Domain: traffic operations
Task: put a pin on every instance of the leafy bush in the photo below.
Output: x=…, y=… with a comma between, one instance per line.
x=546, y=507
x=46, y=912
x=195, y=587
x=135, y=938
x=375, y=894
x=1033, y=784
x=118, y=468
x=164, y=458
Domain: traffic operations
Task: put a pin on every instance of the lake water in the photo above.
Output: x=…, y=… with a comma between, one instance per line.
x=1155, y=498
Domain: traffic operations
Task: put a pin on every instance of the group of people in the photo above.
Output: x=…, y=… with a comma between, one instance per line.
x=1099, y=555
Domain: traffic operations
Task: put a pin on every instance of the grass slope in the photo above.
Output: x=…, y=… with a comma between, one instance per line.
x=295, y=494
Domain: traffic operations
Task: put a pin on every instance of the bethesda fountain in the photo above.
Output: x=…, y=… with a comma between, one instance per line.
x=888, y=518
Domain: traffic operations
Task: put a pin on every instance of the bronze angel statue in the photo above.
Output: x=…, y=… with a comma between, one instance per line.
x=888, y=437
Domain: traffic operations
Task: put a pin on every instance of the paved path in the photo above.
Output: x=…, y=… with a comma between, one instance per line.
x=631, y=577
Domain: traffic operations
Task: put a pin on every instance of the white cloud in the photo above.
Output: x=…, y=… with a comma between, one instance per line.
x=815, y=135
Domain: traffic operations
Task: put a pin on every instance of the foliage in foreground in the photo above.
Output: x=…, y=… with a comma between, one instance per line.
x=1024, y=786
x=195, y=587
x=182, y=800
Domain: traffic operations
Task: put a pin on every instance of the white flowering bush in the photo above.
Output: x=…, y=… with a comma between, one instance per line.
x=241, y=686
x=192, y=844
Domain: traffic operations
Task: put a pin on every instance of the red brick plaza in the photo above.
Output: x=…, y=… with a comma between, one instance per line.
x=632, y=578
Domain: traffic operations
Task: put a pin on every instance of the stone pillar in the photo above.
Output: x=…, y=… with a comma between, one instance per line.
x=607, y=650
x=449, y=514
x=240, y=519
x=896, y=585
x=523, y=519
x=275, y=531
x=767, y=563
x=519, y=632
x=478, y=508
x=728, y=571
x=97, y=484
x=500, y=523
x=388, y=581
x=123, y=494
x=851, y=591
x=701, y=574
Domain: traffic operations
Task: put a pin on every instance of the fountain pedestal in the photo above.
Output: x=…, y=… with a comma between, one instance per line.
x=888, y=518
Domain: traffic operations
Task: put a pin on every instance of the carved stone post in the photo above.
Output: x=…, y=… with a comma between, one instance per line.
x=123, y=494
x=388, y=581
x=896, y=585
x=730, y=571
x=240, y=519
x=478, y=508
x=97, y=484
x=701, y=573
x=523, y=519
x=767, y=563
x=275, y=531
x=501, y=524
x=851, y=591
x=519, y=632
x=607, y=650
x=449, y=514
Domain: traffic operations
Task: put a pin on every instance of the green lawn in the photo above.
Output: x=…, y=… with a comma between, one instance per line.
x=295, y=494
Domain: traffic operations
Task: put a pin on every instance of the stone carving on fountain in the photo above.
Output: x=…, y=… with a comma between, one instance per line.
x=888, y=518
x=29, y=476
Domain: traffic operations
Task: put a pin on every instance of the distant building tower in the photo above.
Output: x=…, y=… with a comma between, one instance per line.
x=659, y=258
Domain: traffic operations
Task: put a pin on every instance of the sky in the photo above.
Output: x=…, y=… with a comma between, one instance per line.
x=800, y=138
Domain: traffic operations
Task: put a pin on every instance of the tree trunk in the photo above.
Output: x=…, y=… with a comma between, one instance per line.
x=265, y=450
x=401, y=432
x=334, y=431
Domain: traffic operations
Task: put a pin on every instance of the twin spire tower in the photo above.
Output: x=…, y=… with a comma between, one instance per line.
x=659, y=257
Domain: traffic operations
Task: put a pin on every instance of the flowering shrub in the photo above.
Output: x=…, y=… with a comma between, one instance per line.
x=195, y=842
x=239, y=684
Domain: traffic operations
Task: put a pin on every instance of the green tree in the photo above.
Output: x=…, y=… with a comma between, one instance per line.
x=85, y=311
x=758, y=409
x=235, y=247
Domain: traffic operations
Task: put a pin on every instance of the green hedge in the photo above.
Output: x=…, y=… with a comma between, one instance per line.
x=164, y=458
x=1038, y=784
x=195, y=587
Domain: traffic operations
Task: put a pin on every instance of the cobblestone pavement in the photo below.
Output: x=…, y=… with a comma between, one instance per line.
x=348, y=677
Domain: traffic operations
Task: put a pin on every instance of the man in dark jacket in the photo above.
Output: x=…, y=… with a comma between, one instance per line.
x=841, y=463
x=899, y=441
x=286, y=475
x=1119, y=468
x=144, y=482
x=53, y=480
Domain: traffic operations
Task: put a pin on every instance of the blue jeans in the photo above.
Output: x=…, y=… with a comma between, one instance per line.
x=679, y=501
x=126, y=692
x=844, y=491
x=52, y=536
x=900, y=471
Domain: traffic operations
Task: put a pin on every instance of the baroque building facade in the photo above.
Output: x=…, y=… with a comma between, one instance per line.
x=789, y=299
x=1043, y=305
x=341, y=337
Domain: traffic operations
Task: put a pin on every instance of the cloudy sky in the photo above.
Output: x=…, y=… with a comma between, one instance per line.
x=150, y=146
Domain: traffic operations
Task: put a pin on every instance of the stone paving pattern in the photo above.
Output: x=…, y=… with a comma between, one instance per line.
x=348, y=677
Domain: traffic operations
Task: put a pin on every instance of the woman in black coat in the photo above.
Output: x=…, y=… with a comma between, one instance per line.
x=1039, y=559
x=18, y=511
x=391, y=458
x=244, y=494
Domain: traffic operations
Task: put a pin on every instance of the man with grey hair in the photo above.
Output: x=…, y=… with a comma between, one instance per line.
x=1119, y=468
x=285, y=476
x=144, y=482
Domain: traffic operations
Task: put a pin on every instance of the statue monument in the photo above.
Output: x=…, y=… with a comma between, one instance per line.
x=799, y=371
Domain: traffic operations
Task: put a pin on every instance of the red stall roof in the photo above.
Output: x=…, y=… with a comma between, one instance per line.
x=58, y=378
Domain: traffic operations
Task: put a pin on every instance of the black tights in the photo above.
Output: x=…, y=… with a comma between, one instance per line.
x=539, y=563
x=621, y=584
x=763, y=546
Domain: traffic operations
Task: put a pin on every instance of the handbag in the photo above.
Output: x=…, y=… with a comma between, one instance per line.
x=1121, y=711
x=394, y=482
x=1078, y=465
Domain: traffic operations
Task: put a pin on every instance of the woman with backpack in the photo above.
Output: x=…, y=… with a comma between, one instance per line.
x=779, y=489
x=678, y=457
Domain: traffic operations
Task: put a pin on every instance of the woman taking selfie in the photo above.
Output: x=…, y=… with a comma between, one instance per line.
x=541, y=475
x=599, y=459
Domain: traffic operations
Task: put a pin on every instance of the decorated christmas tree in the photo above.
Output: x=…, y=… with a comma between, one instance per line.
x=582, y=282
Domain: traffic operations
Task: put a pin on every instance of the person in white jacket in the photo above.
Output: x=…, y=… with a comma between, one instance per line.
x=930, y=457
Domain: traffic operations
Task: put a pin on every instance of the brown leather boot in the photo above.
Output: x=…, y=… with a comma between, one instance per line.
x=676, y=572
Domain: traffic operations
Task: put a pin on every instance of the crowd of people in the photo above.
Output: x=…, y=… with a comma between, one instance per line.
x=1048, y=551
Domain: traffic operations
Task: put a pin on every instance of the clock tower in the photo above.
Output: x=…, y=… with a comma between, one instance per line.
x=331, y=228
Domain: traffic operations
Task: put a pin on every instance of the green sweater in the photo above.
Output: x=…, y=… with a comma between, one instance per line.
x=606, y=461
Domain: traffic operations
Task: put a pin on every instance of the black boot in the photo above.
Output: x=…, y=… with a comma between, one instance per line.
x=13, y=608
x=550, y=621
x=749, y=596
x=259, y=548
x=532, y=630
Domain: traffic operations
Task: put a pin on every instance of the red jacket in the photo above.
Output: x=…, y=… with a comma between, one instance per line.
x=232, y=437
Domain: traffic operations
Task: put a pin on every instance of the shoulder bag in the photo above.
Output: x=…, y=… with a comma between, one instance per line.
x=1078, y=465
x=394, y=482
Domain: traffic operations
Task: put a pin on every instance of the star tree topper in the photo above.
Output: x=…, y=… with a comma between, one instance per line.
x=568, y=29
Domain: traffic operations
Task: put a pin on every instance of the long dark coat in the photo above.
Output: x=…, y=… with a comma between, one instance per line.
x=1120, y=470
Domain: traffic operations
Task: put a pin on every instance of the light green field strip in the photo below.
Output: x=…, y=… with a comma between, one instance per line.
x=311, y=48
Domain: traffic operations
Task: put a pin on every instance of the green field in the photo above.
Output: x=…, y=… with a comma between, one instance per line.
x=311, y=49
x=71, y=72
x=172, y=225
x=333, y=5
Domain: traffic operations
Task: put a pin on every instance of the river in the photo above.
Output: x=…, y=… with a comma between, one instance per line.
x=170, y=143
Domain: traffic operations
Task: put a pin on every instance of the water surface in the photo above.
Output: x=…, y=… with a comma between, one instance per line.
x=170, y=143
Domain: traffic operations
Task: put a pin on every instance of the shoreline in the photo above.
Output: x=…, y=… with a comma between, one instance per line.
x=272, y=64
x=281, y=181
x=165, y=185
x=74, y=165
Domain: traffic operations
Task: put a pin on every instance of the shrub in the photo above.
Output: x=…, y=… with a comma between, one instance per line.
______________________________
• WHAT IS ASKED: How many lines in the rows above contain the word "white"? Reply with the number alone.

• SOLUTION TO THIS EXERCISE: 3